> **Exercise description**: Rescale the items below by rewriting every line, requests included, and multiplying each coordinate in the answers by 0.9. Round the results to whole numbers, with halves rounded up, and leave any numbers in the requests unchanged.

> **Task inputs**:
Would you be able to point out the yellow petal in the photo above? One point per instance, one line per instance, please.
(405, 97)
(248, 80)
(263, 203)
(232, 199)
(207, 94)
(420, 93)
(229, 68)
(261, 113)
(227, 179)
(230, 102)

> **Exercise response**:
Would you be able to point out the yellow petal in the photo above? One point per instance, one line per instance, please.
(365, 87)
(223, 72)
(237, 183)
(209, 179)
(186, 85)
(378, 84)
(206, 61)
(235, 102)
(204, 161)
(207, 92)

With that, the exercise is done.